[Phrase grounding data]
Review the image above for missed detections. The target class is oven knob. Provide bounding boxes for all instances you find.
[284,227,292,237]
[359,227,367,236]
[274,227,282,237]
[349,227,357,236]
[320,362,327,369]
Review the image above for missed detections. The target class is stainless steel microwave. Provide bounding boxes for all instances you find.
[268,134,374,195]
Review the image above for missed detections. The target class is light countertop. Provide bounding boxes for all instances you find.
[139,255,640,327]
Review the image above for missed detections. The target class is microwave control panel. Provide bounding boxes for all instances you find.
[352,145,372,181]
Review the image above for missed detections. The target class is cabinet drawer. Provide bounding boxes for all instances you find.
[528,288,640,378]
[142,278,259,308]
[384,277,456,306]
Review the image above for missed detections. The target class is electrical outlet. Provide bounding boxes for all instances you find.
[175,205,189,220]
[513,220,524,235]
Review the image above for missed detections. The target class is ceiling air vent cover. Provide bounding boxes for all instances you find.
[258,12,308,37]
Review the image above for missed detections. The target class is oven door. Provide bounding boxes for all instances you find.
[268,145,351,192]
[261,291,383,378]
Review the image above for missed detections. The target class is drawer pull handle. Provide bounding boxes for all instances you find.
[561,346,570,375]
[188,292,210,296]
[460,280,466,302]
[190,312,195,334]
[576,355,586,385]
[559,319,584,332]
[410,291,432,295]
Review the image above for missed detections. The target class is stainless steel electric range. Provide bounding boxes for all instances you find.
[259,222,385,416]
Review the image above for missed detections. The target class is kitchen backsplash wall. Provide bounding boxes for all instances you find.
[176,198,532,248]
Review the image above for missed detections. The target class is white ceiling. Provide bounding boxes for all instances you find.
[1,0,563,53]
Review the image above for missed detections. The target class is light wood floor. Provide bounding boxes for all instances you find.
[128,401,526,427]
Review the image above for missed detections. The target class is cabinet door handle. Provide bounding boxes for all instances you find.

EXERCISE GOAL:
What is needed is an exact copy of the line containing "class is ceiling" and each line after it, through the final line of the entries above.

ANSWER AREA:
Review the image above for missed detections. The target class is ceiling air vent cover. Provide bounding boxes for all instances you find.
[258,12,308,37]
Review the image above for missed detections. The target class is oven door. Provide bounding boxes for all instances you find.
[268,145,351,192]
[261,291,383,378]
Review the image above for missed detections. The target class is drawer pull handle. Provide bounding boxes for all instances you find.
[561,346,570,375]
[188,292,210,296]
[460,280,466,302]
[190,312,195,334]
[576,355,586,385]
[559,319,584,332]
[410,291,432,295]
Review the image above for missed detections. The target class is stainless steel electric range. Provide bounding boxes for all instances you find.
[259,222,385,416]
Review the image above for missed detections. The target class is kitchen backsplash wall. Provide bounding boxes for all instances you find.
[176,198,532,248]
Review the image above for missed detections. The target class is white ceiling. Provide bounding boxes for all instances you find.
[1,0,563,53]
Review the image above for missed detections. The target class is light wood floor. Provide bounding boxes for all instances you find.
[128,401,526,427]
Review the image above for missed detections. The target class is cabinet door handle. Provide bounding boxes for all instances you find.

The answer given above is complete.